Vorliegender Textauszug:
>>>

Eine andere Formel, in ihrer systemimmunisierenden Nebenwirkung weniger durchsichtig, ist die „Gefahr für die Demokratie“. Die drei findigen Geschäftsleute bedrohen das Vertrauen „in die Demokratie“. So heißt es parteiübergreifend. Das mag durchaus sein. Aber in manchen Ohren mag es auch besser klingen als dass sie das Vertrauen in die Parteien bedrohen, oder gar das in die Union, oder in die CDU oder CSU. Auch die „Gefahr für die Demokratie“ kann zur Maskerade werden. Aber vielleicht traut man den Bürger/innen auch nur nicht zu, zwischen Parteienfilz und Demokratie unterscheiden zu können. Man muss uns ja auch sonst alles wie kleinen Kindern erklären.

<<<

Ihre Aufgabe: Schreiben Sie aus dem Textauszug die Passage von „Eine andere Formel, in“ bis einschließlich „kleinen Kindern erklären.“ wortgetreu ab. Die Einträge stehen in keinem Zusammenhang mit dem Textauszug.

Aufgeführte Einträge:

>>>

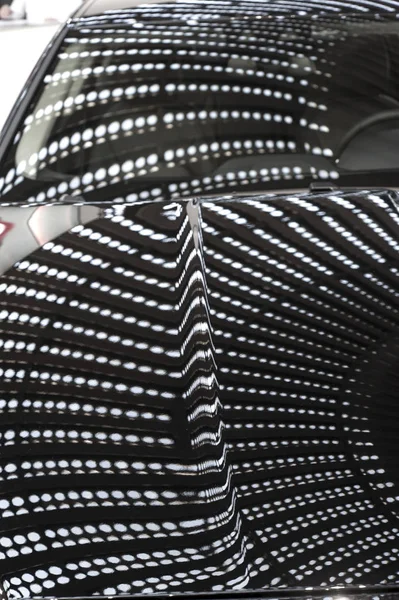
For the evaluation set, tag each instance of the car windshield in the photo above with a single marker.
(161, 102)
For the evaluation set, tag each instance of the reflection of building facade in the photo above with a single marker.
(195, 395)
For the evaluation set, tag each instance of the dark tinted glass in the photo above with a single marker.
(164, 102)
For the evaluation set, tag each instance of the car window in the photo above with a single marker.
(169, 107)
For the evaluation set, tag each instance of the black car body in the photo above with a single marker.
(199, 317)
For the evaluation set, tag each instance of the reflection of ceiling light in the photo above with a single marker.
(5, 228)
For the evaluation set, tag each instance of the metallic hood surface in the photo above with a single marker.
(199, 396)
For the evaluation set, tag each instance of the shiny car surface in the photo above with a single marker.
(199, 319)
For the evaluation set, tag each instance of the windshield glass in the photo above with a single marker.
(159, 102)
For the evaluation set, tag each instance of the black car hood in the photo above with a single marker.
(199, 396)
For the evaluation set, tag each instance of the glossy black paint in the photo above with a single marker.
(198, 393)
(200, 396)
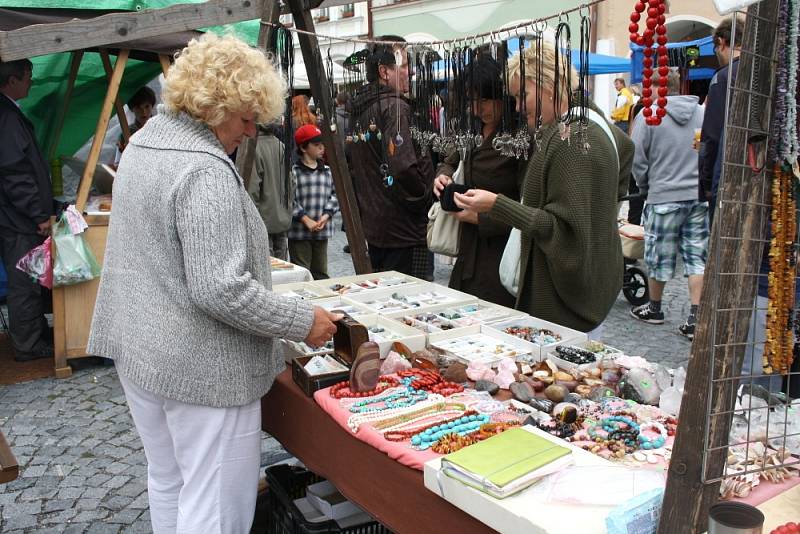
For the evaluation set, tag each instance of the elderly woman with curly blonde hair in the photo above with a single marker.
(185, 307)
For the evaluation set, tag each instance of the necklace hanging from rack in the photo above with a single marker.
(655, 32)
(563, 78)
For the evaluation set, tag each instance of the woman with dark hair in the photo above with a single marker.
(482, 240)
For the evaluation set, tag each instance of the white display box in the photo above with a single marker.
(526, 511)
(392, 332)
(353, 285)
(303, 290)
(564, 364)
(482, 343)
(568, 335)
(415, 297)
(326, 499)
(352, 309)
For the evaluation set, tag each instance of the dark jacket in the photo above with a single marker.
(571, 258)
(711, 135)
(394, 216)
(26, 194)
(481, 246)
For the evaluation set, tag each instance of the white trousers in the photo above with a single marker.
(202, 463)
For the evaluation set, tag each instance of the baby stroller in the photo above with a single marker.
(634, 279)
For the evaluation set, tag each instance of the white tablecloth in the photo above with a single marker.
(288, 276)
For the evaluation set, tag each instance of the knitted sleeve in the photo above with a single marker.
(212, 232)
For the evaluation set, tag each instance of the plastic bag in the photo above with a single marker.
(38, 264)
(74, 261)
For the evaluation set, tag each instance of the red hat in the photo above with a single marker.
(306, 134)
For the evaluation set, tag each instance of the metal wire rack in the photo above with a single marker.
(764, 422)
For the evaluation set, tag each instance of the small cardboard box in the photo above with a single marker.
(350, 334)
(568, 335)
(326, 498)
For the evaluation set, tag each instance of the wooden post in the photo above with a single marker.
(123, 119)
(100, 132)
(341, 175)
(74, 66)
(165, 63)
(729, 290)
(9, 469)
(245, 157)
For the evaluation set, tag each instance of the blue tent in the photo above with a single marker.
(706, 45)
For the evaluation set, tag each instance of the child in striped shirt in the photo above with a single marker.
(315, 203)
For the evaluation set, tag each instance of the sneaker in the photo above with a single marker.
(687, 330)
(45, 351)
(644, 313)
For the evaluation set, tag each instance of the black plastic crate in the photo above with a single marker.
(287, 483)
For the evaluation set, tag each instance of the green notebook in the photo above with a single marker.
(506, 463)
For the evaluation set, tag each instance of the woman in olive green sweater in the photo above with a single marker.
(571, 258)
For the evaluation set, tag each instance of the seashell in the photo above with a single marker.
(366, 367)
(543, 405)
(569, 384)
(556, 392)
(564, 376)
(565, 412)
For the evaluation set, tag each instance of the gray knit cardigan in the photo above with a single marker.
(184, 306)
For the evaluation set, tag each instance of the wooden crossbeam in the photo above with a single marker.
(105, 30)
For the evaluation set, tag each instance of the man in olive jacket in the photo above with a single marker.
(393, 177)
(26, 204)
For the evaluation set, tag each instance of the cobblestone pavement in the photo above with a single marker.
(82, 465)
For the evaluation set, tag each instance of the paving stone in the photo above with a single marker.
(141, 502)
(75, 528)
(87, 504)
(117, 482)
(91, 516)
(116, 502)
(103, 528)
(57, 505)
(95, 493)
(20, 522)
(9, 497)
(21, 508)
(36, 493)
(125, 517)
(70, 492)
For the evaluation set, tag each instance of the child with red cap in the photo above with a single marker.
(315, 203)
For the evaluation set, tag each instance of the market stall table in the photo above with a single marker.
(393, 494)
(284, 272)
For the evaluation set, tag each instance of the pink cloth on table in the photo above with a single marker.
(767, 490)
(399, 451)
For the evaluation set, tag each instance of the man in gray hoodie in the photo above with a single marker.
(664, 166)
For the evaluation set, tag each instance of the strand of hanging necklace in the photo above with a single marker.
(539, 76)
(504, 140)
(522, 140)
(583, 78)
(563, 76)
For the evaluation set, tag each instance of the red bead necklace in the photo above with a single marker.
(342, 389)
(655, 32)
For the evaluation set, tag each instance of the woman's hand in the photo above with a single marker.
(476, 200)
(440, 183)
(323, 221)
(466, 216)
(309, 223)
(323, 327)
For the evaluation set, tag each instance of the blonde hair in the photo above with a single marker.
(215, 76)
(548, 54)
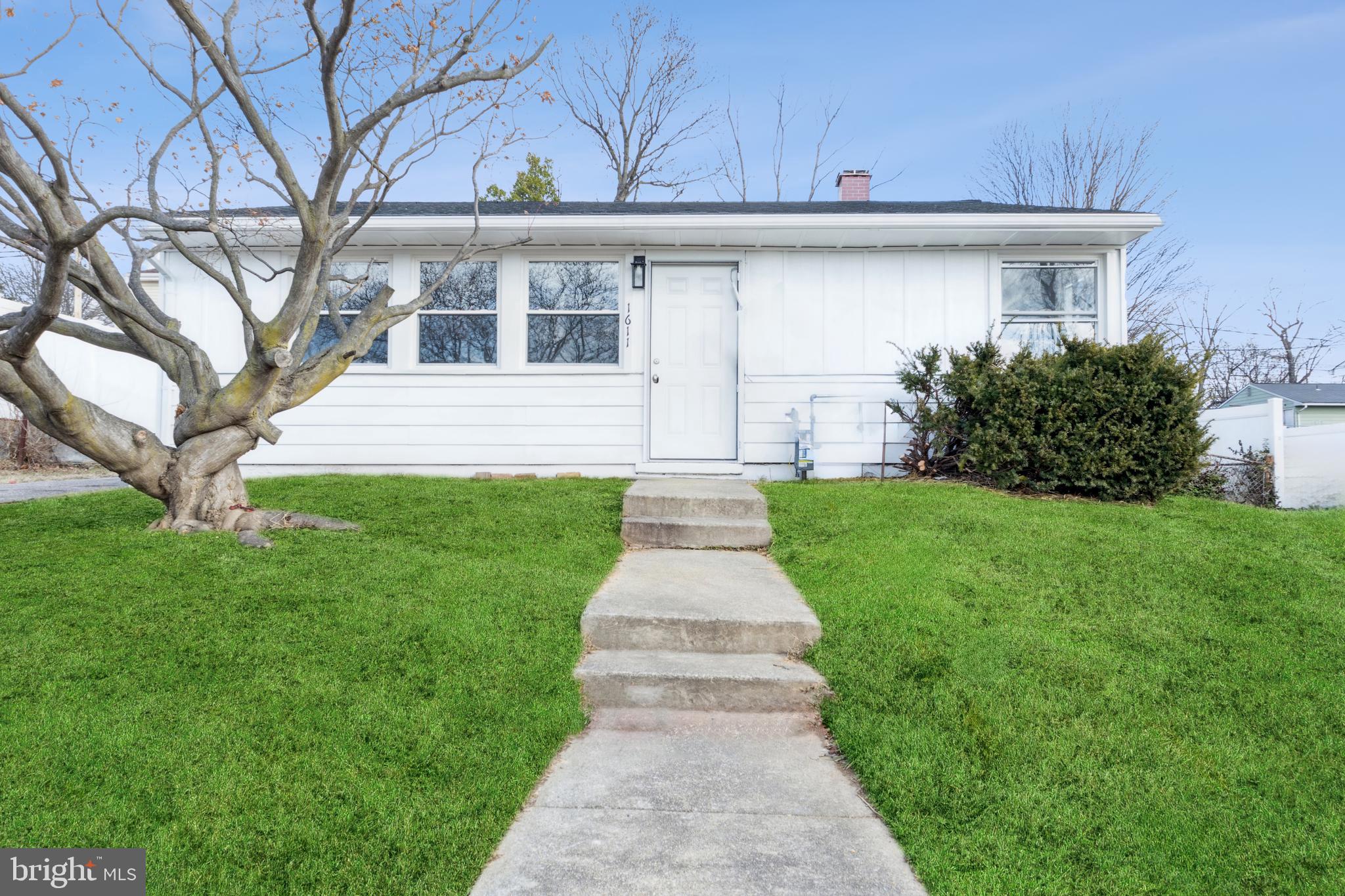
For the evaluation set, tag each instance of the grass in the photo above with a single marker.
(347, 712)
(1079, 698)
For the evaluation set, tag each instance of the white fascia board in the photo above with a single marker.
(1028, 221)
(1129, 224)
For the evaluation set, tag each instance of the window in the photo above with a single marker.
(1040, 300)
(573, 312)
(353, 297)
(459, 326)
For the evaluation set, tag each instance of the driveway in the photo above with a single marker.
(11, 492)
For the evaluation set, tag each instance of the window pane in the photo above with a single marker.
(458, 339)
(357, 297)
(573, 339)
(326, 336)
(1049, 288)
(1044, 336)
(470, 288)
(573, 286)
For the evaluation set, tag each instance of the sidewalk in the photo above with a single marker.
(54, 488)
(705, 769)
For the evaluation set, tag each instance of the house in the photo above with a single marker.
(669, 336)
(1305, 403)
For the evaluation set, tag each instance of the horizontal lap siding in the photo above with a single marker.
(814, 323)
(479, 419)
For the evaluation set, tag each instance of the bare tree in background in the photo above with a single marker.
(1098, 164)
(389, 83)
(1297, 356)
(639, 102)
(20, 281)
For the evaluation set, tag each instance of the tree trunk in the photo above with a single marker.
(204, 490)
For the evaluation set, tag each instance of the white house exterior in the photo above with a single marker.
(751, 314)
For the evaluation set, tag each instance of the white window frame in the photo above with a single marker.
(458, 366)
(617, 313)
(1101, 314)
(387, 341)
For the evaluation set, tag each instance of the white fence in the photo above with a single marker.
(1309, 461)
(120, 383)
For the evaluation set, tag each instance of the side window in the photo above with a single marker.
(357, 286)
(1043, 300)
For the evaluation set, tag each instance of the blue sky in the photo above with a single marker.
(1248, 97)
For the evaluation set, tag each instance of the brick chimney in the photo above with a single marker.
(854, 186)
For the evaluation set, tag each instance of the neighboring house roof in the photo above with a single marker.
(868, 207)
(1300, 394)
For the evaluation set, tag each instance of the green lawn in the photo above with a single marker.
(1078, 698)
(347, 712)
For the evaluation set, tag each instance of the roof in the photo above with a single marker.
(491, 209)
(1304, 393)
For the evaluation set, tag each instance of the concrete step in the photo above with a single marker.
(694, 532)
(699, 601)
(694, 499)
(713, 762)
(724, 681)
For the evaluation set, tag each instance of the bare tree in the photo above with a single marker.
(1098, 164)
(1227, 366)
(1297, 356)
(636, 102)
(732, 164)
(824, 160)
(783, 119)
(389, 86)
(20, 281)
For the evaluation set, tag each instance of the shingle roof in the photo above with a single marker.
(489, 209)
(1306, 393)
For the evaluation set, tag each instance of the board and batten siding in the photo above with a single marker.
(813, 323)
(830, 324)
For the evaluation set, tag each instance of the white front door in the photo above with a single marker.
(693, 364)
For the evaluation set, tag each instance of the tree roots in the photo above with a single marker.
(249, 523)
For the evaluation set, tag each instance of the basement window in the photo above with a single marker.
(365, 281)
(459, 326)
(573, 312)
(1040, 301)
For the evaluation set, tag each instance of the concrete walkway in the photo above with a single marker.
(705, 769)
(11, 492)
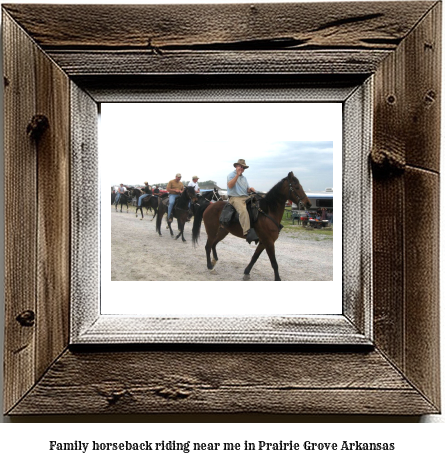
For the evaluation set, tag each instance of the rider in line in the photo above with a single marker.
(193, 183)
(175, 189)
(238, 192)
(147, 191)
(120, 190)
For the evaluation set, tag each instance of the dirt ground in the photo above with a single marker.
(145, 256)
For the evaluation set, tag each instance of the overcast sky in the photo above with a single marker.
(153, 141)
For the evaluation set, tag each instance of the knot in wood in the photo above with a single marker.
(386, 162)
(26, 318)
(430, 97)
(37, 126)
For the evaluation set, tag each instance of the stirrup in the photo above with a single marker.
(252, 236)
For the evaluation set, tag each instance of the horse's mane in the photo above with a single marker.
(273, 197)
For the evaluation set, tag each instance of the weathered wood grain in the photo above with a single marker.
(53, 199)
(20, 213)
(422, 322)
(341, 25)
(423, 92)
(406, 131)
(221, 382)
(79, 63)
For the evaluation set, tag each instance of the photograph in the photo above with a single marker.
(289, 184)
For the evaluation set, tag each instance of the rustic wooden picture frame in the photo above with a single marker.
(91, 53)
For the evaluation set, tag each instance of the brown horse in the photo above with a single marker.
(180, 211)
(267, 226)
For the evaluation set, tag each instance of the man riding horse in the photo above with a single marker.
(238, 191)
(175, 188)
(146, 192)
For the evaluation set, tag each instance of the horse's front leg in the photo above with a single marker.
(169, 226)
(257, 253)
(270, 249)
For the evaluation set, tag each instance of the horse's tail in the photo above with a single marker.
(196, 230)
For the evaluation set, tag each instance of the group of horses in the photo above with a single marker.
(267, 226)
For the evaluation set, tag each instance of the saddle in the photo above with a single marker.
(230, 215)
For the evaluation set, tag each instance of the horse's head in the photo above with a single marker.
(190, 192)
(216, 196)
(296, 192)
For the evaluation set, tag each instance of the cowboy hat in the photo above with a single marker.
(242, 163)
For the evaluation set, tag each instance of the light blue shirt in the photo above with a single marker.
(241, 186)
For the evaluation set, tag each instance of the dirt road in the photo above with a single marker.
(138, 253)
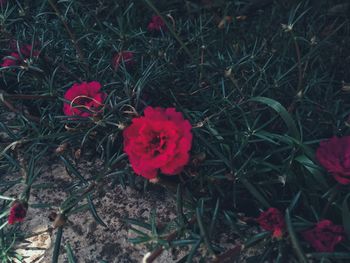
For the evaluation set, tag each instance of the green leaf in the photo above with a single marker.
(252, 189)
(57, 246)
(94, 212)
(295, 243)
(346, 215)
(73, 170)
(287, 118)
(70, 255)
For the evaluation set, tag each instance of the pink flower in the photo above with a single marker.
(160, 140)
(156, 24)
(324, 236)
(85, 99)
(272, 220)
(334, 155)
(125, 57)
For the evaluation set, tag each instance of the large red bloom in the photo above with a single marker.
(334, 155)
(160, 140)
(14, 58)
(18, 212)
(324, 236)
(272, 220)
(125, 57)
(84, 99)
(157, 24)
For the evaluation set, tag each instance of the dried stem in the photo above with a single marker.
(158, 251)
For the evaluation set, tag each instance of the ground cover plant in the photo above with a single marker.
(238, 109)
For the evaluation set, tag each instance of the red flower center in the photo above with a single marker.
(157, 144)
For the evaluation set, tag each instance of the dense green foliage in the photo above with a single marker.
(261, 92)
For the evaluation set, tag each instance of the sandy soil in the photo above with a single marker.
(90, 241)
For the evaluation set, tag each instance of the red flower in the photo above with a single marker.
(324, 236)
(160, 140)
(85, 99)
(272, 220)
(334, 155)
(14, 58)
(18, 212)
(156, 24)
(125, 57)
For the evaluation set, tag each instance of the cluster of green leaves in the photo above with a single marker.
(261, 92)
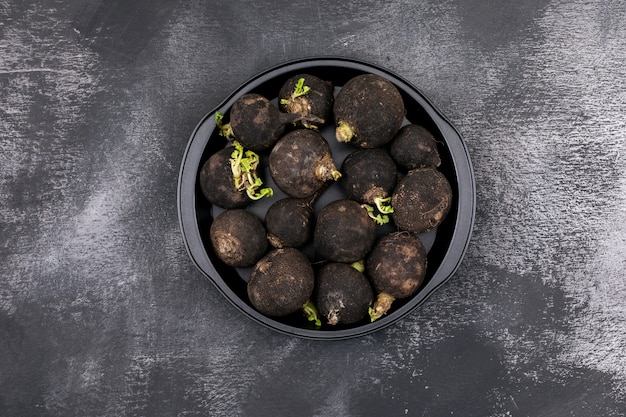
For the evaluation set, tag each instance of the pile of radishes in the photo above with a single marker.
(390, 177)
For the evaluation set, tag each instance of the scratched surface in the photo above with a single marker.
(102, 312)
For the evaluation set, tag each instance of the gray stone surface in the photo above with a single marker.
(102, 312)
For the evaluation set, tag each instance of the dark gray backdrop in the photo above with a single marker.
(103, 314)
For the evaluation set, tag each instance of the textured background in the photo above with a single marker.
(102, 312)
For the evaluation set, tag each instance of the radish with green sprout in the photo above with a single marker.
(310, 95)
(369, 177)
(343, 295)
(257, 124)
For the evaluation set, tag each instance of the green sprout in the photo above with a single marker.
(379, 218)
(358, 265)
(225, 129)
(243, 165)
(383, 205)
(300, 90)
(311, 313)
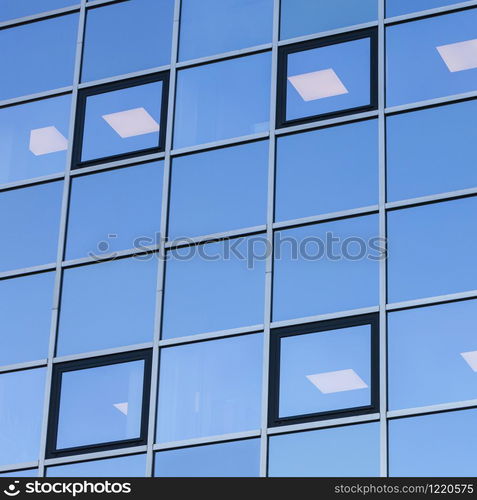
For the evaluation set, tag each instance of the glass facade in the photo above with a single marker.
(244, 248)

<<<

Lösungsteil:
Eine andere Formel, in ihrer systemimmunisierenden Nebenwirkung weniger durchsichtig, ist die „Gefahr für die Demokratie“. Die drei findigen Geschäftsleute bedrohen das Vertrauen „in die Demokratie“. So heißt es parteiübergreifend. Das mag durchaus sein. Aber in manchen Ohren mag es auch besser klingen als dass sie das Vertrauen in die Parteien bedrohen, oder gar das in die Union, oder in die CDU oder CSU. Auch die „Gefahr für die Demokratie“ kann zur Maskerade werden. Aber vielleicht traut man den Bürger/innen auch nur nicht zu, zwischen Parteienfilz und Demokratie unterscheiden zu können. Man muss uns ja auch sonst alles wie kleinen Kindern erklären.